▸ Stated exercise
Return, character for character, the part of the listing below that runs from its first line through the line containing "(365, 112), (379, 136)", including that line.

* Start Stored records *

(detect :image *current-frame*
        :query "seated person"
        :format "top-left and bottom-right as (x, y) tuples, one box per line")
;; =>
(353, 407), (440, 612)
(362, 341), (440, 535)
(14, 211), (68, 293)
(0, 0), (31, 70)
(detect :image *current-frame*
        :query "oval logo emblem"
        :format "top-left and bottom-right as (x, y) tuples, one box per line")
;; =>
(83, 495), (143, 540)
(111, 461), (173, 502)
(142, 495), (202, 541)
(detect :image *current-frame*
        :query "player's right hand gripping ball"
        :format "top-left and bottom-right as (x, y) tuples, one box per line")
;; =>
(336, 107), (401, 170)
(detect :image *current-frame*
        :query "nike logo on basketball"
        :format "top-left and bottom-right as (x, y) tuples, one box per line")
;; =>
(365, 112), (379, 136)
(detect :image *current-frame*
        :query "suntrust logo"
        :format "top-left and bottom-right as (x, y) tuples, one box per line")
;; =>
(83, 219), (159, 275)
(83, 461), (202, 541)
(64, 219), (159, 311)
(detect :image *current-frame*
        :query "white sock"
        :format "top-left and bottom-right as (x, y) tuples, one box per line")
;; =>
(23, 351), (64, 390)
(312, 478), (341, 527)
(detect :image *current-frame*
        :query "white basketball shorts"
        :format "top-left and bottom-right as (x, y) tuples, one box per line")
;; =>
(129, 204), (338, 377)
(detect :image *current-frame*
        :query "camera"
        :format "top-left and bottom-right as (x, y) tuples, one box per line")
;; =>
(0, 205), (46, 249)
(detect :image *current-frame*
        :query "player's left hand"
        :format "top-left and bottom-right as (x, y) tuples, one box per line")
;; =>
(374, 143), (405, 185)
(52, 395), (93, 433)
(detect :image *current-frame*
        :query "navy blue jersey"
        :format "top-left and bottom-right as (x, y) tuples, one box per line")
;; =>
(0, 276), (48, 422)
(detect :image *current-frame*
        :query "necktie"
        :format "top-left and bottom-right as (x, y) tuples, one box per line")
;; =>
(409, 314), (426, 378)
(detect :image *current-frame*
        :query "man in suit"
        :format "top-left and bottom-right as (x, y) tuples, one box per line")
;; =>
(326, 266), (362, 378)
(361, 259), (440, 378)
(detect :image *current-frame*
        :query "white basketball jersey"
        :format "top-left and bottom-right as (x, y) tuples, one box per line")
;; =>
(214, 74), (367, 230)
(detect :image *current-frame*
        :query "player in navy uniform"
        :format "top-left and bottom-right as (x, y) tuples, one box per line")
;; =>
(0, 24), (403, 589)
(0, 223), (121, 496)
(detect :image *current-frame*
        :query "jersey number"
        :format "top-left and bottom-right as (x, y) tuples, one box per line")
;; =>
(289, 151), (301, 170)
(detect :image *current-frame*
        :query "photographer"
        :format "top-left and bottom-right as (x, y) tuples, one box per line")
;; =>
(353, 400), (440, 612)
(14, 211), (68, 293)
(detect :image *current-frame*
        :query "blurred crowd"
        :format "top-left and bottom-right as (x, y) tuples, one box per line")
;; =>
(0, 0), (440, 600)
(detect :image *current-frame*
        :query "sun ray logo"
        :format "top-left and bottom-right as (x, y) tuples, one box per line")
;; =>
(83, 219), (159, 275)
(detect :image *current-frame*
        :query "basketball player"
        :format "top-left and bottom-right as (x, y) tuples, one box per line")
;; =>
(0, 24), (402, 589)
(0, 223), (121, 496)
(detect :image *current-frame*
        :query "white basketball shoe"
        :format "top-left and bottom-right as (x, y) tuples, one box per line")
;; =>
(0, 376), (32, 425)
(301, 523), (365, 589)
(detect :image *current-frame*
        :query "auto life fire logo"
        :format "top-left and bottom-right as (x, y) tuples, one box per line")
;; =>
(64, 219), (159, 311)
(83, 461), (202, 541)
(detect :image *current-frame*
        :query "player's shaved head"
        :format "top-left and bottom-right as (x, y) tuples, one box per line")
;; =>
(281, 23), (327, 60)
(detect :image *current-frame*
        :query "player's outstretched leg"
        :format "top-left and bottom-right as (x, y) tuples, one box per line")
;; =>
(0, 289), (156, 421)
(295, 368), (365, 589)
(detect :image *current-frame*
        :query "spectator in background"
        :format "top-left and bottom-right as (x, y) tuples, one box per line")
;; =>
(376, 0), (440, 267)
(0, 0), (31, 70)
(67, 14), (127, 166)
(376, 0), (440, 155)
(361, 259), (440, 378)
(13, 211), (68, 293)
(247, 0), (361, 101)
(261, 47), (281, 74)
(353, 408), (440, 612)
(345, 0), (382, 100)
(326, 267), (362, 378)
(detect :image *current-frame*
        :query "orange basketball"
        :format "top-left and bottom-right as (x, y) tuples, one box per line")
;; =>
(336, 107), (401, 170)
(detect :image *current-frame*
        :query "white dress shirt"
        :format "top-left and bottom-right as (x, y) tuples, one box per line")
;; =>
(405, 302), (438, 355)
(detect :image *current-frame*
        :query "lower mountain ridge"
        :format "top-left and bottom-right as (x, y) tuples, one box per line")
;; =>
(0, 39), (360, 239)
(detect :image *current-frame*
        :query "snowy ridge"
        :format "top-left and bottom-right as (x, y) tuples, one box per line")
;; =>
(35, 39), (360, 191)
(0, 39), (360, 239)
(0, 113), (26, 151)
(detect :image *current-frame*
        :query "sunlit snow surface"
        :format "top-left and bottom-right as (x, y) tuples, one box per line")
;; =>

* End Stored records *

▸ Result of the task
(detect :image *current-frame*
        :query "seated person"
        :format "top-left and bottom-right as (x, y) tuples, one box per line")
;; =>
(353, 407), (440, 612)
(362, 341), (440, 535)
(14, 211), (68, 293)
(0, 0), (31, 70)
(detect :image *current-frame*
        :query "oval logo emblem"
        :format "top-left and bottom-right as (x, y) tuples, one box per line")
;; =>
(83, 495), (143, 540)
(111, 461), (173, 502)
(142, 495), (202, 541)
(detect :image *current-frame*
        :query "player's right hand gripping ball"
        :format "top-left and bottom-right as (x, y) tuples, one box per line")
;; =>
(336, 107), (401, 170)
(detect :image *current-frame*
        :query "nike logo on basketball"
        :format "top-left and bottom-right as (x, y) tuples, one box per line")
;; =>
(365, 112), (379, 136)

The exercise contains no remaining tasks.